Written task: Exactly reproduce each line of the listing that follows.

Source data:
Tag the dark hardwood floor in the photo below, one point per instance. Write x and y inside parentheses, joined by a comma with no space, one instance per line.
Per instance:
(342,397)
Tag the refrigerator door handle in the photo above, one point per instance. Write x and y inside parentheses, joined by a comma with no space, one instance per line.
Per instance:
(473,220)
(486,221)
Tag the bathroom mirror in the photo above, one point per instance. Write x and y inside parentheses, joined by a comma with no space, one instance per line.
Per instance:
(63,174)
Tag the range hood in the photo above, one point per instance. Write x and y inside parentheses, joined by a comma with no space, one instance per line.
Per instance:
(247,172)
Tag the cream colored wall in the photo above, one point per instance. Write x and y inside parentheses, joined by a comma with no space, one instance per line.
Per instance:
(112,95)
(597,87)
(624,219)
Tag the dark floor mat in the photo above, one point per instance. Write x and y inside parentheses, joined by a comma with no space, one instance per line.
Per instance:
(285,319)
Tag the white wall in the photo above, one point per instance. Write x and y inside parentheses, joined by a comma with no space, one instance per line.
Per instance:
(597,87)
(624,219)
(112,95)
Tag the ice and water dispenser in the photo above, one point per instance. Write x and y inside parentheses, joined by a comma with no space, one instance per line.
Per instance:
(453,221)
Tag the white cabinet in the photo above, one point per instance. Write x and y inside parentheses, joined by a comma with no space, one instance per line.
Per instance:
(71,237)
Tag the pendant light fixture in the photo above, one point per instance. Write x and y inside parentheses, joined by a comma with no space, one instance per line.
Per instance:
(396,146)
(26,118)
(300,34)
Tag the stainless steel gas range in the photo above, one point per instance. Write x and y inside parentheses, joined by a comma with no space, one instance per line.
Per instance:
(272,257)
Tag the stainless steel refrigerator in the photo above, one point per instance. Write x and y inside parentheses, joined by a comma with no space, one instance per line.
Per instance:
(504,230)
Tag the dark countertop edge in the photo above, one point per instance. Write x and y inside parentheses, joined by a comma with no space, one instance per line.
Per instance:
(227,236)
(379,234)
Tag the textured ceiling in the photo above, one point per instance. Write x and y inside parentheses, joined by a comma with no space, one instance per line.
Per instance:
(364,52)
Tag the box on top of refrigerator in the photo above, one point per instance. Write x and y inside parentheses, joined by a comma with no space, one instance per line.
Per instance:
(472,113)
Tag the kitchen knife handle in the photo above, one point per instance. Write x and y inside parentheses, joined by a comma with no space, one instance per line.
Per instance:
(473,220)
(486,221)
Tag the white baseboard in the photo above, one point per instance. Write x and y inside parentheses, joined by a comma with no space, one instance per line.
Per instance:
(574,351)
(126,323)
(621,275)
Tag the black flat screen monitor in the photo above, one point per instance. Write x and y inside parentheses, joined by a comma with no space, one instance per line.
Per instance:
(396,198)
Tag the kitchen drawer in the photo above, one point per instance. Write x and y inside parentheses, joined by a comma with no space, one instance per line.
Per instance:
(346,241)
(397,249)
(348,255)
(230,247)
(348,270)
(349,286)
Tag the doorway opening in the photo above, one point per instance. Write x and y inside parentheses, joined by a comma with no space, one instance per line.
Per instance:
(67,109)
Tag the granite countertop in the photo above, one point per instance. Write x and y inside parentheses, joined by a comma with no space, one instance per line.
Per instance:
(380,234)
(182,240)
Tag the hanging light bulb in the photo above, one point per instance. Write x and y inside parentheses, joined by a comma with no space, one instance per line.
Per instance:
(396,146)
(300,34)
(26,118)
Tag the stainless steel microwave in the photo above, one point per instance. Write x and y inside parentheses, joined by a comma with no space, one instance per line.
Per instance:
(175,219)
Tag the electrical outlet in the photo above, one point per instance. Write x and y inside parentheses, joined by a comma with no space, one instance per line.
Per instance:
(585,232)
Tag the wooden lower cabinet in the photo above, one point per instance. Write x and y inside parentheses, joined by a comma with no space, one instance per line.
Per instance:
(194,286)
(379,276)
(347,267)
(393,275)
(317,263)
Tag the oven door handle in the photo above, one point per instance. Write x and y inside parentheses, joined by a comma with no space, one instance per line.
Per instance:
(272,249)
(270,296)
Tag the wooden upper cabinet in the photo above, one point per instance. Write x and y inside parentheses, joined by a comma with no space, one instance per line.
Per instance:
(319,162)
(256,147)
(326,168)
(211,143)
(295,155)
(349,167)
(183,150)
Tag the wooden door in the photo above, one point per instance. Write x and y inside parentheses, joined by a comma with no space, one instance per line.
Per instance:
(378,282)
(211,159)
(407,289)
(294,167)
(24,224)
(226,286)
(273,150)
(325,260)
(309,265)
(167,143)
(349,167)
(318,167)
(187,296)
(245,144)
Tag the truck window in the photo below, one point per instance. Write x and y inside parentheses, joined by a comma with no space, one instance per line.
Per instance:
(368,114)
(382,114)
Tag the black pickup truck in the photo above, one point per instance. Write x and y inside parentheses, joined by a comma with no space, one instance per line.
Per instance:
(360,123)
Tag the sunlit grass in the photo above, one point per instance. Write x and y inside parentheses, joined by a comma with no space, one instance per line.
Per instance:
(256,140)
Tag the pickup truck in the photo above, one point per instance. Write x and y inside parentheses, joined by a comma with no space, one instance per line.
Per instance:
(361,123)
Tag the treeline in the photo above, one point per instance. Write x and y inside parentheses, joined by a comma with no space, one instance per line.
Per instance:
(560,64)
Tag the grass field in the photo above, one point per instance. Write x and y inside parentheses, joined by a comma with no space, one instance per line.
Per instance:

Written response:
Tag the dark hardwood floor in the photo below, one point per instance. Write x and y inside parentheses, joined by a comma with no space, one instance per line.
Per instance:
(342,397)
Tag the refrigerator door handle in the photo above, one point per instance. Write x and y inside parentheses, joined by a comma with no space, one instance per line.
Per instance:
(473,220)
(486,221)
Tag the bathroom mirror in the photo above, one point per instance. Write x and y inside parentheses, joined by a comma with no space, one instance per line.
Per instance:
(63,174)
Tag the range hood in the photo above, one point per instance. Write x and y inside parentheses, joined by a comma with no space, one instance per line.
Per instance:
(247,172)
Tag the cream colored wall in the photo above, one point per instance. Write x and y inside parentheses, joined by a comma with no space, one instance per line.
Per instance:
(112,95)
(597,87)
(624,219)
Tag the dark floor mat in the photo above, one point per instance. Write x and y inside parentheses, joined by a comma with no space, one instance per line.
Per instance:
(285,319)
Tag the white wall in the photo above, one point per instance. Write x and y inside parentheses, joined by a comma with no space, one instance per line.
Per instance:
(597,87)
(624,219)
(112,95)
Tag the ice and water dispenser in the photo above, one point per instance. Write x and y inside parentheses, joined by a comma with no space, one instance per line.
Per instance:
(453,221)
Tag the white cabinet in the photo above, one point per instance. Write x and y inside parentheses, joined by a comma with no space, one instance per line.
Per instance:
(71,237)
Tag the pendant light fixture in the photo above, one point per instance. Write x and y inside parentheses, joined by a comma with no space, one instance per line.
Per instance:
(396,146)
(26,118)
(300,34)
Tag the stainless steel gas range in the photo above, one point per instance. Write x and y inside parentheses, joined by a comma with no space, one instance per line.
Per instance:
(272,257)
Tag the stainless steel refrigerator in the photo above, one point per instance. Write x and y inside parentheses, joined by a comma with no space, one instance per line.
Per instance:
(504,230)
Tag the dark countertop edge in the photo above, one point per instance. Write x and y inside parentheses, joined by a comma with no space, one instance per line.
Per instance:
(227,236)
(379,234)
Tag the textured ceiling in the photo above, one point per instance. Write x and y inside parentheses, joined by a comma with no space, one instance per line.
Per instance:
(364,52)
Tag the box on top of refrigerator in the photo above, one point per instance. Write x and y inside parentheses, joined by a comma with no space, one instance per line.
Per instance:
(472,113)
Tag the kitchen knife handle in the photo above, one point per instance. Write x and y inside parentheses, joined by a comma with no space, one instance per line.
Per instance:
(473,220)
(486,221)
Tag the white baseboard in the photo above, one point per instance. Write x and y inside parentheses, joined by a comma with no space, one instance per line.
Per instance:
(574,351)
(126,323)
(621,275)
Tag the black flat screen monitor in the photo above, one point per instance. Write x and y inside parentheses, joined by a comma with no space, one instance per line.
Per instance:
(396,198)
Tag the kitchen drawer in the photo above, one point per instance. Write x and y inside parentheses, joined by a comma with no space, one instance per line.
Per instance:
(346,241)
(397,249)
(348,255)
(230,247)
(348,270)
(349,286)
Tag the doorway opening in the photo above, one point per instance. Write x and y inside parentheses, joined by a comma with no space, one instance per line.
Per instance:
(67,109)
Tag the granite countertop in the photo above, one point per instance. Write x and y inside parentheses, joined by a comma with no space, one instance per line.
Per instance:
(380,234)
(182,240)
Tag the hanging light bulb in the photo above, one point per instance. Write x and y inside parentheses, joined by a comma with no space, one instance per line.
Per instance:
(396,146)
(300,34)
(26,118)
Tag the stainless steel microwave in the photo above, one point per instance. Write x and y inside parentheses, joined by a comma with no space, one instance per line.
Per instance:
(175,219)
Tag the electrical outlet in the photo above, one point per instance. Write x and y inside parentheses, joined by a comma with no space, one instance per line.
Per instance:
(585,232)
Tag the wooden lower cabinet in the photo above, one point per instance. Write x and y inside parentheses, joined by a comma with no space, one instance per line.
Per instance:
(194,286)
(379,276)
(347,267)
(393,275)
(317,263)
Tag the oven door handle in the photo above, one point per instance. Write x and y inside parentheses, joined by a comma with no space, one instance per line.
Per instance:
(272,249)
(270,296)
Tag the wooden upper cabinet in the photo above, one point per instance. Write x and y inside parentheses, joined by a comma with no space, one instance per line.
Per instance:
(319,162)
(256,147)
(326,168)
(211,143)
(295,155)
(349,167)
(183,150)
Tag the wooden door in the photo above, one point per instance. Write x and y inside parentheses, joined by a comma with no space, one instance per line.
Per instance:
(378,282)
(211,159)
(407,289)
(294,167)
(24,224)
(226,286)
(273,150)
(325,260)
(309,265)
(167,143)
(349,167)
(318,167)
(187,296)
(245,144)
Tag the truck window in the photo below, one point per instance. Write x and y inside parentheses, joined by a comma with no space, one instance per line.
Per instance:
(368,114)
(382,114)
Tag the black pickup truck in the photo above, one point per instance. Write x and y inside parentheses, joined by a comma with no space, one instance per line.
Per instance:
(360,123)
Tag the sunlit grass in the photo above, one point per instance. Write x and y inside parentheses, joined by a comma with no space, one instance per line.
Per instance:
(256,140)
Tag the pickup truck in the photo above, one point per instance. Write x and y inside parentheses, joined by a comma with no space, one instance per line.
Per instance:
(361,123)
Tag the treeline in the photo above, one point per instance. Write x and y inside parentheses, joined by a comma with no space, one instance per line.
Per instance:
(560,64)
Tag the grass field in the photo above, one point per instance. Write x and y inside parentheses, joined by a comma with no space, one instance per line.
Per instance:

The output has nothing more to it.